══ Page text

When and how to use a nonsolicitation agreement

A nonsolicitation agreement allows you to protect your customers and employees from poaching by both former employees and companies you work with. Learn the basics of this type of business contract.

by Brette Sember, J.D.
updated February 10, 2023 ·  4min read

When you hire employees or negotiate a merger or acquisition between companies, you want to create an agreement that protects your company. One important way to do this is with a nonsolicitation agreement, a legal document that prevents another party from trying to hire, get business from, or obtain information from your business's employees or customers.

When and How to Use a Non Solicitation Agreement

Whn to use nonsolicitation agreeements

Your employees interact with one another, and many have access to your customer list. If an employee leaves the company, they could easily start a competing business by hiring away your staff and taking your customers. A nonsolicitation agreement prevents either of these situations from happening legally. It's important to note that state laws about employee nonsolicitation agreements vary. In California, for example, such agreements are generally unenforceable unless they involve trade secrets.

An employee nonsolicitation agreement should be part of your employee agreement and any contracts you have with independent contractors. If your business is considering a merger, acquisition, or sale, information about your customers and employees may be shared during negotiations. The other party could use this information to compete against you during the negotiations, if the negotiations fall through, or even after a deal is done. Putting a nonsolicitation agreement in place protects your business.

Nonsolicitation agreements vs. other agreements

A noncompete clause is generally broader than a nonsolicitation agreement and prohibits someone from setting up a competing business. A nonsolicitation agreement, on the other hand, is more specific and prevents the other party from contacting employees or customers.

A confidentiality agreement, also known as a nondisclosure agreement, is also broader than a nonsolicitation agreement. Often a nonsolicitation agreement is included within the confidentiality document, which prohibits the other party from taking or using your confidential business information and requires them to keep it private.

Legal requirements for a nonsolicitation agreement

To create a valid nonsolicitation agreement, you must meet the following three criteria:

  1. Have a valid business reason for the agreement. You must have something worth protecting, such as a customer list or employees with valuable skills or knowledge about your business.

  2. Have confidential information that you want to protect. The customer list or information about employees can't be covered by a nonsolicitation agreement if you've made it public (for example, by publishing a list of customers on your site): it must be information you've made some effort to keep private by investing time, money, and/or energy.

  3. Include a statement that employees and customers are not prohibited from voluntarily leaving their jobs or business relationship with your company and going to work with a competitor. The nonsolicitation agreement just prevents the other party from asking your employees to leave.

════
══ Data excerpts

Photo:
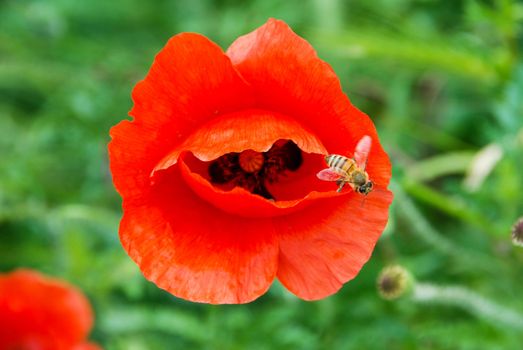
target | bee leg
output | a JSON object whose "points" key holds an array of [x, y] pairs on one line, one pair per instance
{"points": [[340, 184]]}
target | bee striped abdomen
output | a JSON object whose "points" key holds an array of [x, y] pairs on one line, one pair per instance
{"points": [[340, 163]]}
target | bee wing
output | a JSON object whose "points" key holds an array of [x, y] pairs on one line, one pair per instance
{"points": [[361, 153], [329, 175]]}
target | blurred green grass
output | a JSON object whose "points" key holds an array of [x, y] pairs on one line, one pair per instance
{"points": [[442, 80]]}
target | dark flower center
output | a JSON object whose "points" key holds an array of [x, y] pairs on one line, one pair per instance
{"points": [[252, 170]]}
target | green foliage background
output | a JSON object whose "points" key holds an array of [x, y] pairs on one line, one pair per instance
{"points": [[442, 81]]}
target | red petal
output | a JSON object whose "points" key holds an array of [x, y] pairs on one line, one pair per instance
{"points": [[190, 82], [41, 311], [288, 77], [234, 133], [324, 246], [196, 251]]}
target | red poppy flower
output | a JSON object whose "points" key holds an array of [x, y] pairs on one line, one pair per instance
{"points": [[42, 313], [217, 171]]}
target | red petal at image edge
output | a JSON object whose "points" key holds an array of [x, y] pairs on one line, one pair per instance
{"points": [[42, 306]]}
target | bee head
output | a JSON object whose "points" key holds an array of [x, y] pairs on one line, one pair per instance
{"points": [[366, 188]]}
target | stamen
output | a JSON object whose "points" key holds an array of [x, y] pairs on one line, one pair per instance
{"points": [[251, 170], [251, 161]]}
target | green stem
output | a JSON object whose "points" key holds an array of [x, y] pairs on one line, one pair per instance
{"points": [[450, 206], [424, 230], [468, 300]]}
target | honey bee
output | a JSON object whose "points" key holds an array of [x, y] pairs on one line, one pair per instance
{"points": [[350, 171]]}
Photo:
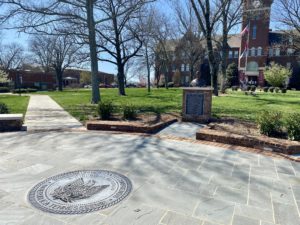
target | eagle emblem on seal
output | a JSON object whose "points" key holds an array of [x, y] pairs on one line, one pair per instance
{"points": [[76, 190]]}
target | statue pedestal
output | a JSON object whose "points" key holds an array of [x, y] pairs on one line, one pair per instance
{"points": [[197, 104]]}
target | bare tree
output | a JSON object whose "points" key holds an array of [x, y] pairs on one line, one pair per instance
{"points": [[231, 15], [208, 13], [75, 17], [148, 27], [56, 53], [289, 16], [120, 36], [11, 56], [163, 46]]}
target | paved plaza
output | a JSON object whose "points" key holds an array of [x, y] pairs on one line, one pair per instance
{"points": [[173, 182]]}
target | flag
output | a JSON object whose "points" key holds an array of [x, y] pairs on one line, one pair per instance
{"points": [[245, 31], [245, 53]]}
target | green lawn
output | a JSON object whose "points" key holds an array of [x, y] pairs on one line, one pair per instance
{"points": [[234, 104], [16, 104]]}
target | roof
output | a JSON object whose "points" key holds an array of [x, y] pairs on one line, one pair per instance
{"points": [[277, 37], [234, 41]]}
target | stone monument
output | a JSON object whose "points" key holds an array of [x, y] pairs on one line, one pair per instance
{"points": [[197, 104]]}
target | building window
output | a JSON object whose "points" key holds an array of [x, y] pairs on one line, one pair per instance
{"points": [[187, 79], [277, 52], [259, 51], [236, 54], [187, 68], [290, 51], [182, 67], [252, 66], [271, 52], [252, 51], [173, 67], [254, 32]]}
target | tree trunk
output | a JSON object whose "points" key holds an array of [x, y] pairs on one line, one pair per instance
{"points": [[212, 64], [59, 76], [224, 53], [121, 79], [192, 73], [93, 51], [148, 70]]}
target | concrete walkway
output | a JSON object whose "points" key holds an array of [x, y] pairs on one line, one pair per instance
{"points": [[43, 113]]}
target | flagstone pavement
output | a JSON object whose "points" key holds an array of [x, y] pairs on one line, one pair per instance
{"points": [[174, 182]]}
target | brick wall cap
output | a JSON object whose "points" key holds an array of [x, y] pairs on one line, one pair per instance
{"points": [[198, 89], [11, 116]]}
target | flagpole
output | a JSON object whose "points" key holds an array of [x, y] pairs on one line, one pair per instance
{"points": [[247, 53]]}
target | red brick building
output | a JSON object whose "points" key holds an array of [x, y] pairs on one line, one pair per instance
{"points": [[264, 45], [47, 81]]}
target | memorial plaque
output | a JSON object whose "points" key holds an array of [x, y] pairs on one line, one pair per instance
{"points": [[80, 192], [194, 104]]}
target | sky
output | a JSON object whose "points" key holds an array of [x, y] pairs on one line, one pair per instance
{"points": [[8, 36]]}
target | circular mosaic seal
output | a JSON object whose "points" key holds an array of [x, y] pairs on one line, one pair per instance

════

=== Set of tasks ===
a) Answer these questions using the nonsolicitation agreement article:
(i) In California, what condition generally has to be met for an employee nonsolicitation agreement to be enforceable?
(ii) What does a noncompete clause prohibit someone from doing?
(iii) What is another name for a confidentiality agreement?
b) Resume the nonsolicitation agreement article with a few paragraphs that pick up right after its final sentence.
These rows were taken from a different source than the text above them.

=== Task responses ===
a)
(i) The agreement has to involve trade secrets.
(ii) Setting up a competing business.
(iii) A nondisclosure agreement.

b)
Elements of a nonsolicitation agreement

There are certain elements a nonsolicitation agreement should have. Because each business and each state is different, it is a good idea to work with an attorney or purchase a nonsolicitation agreement template that can be tailored to your specific situation. If you create your own, be sure your agreement includes the following:

  • Scope of the agreement. Specify what is meant by soliciting, such as contacting a customer for the purpose of getting their business or talking to an employee with the purpose of hiring them. The wording could also specify the type of employees that cannot be solicited since not all employees are critical.

  • Duration. The agreement must have a specified end date. For employee nonsolicitation agreements, the end date should be within two years of the date the employee leaves the company, so that they are able to continue their career. It's also useful to include a clause that the agreement will continue even if the employee is moved to another job within the company.

  • Geographic area. The document should specify the region in which the company does business and, therefore, in which the agreement applies. You can provide a radius around your business in which customers cannot be solicited, for example.

  • Reasonableness. The agreement must be reasonable and not create an undue burden on the other party. For example, it can't prohibit an employee from publicly looking for work in a way that might be seen by the company's customers, such as via LinkedIn. The agreement cannot prevent an employee from being able to earn a living in your field after leaving your company.

Enforcing a Nonsolicitation Agreement

If a nonsolicitation agreement is breached, you can sue for enforcement and seek an injunction to get the other party to stop what they are doing, such as contacting your customers or employees. You can also sue for damages your company experiences because of the breach.

A popular clause in a nonsolicitation agreement is a liquidated damages clause, which states a set amount of money the other party must pay if they breach the agreement. Although this prevents you from having to prove the actual amount of damages you have suffered, such a clause is not enforceable in all states.

A nonsolicitation agreement ensures that your business can remain stable and secure by limiting the types of contact with your employees by other people you do business with. A robust and complete agreement offers the most protection.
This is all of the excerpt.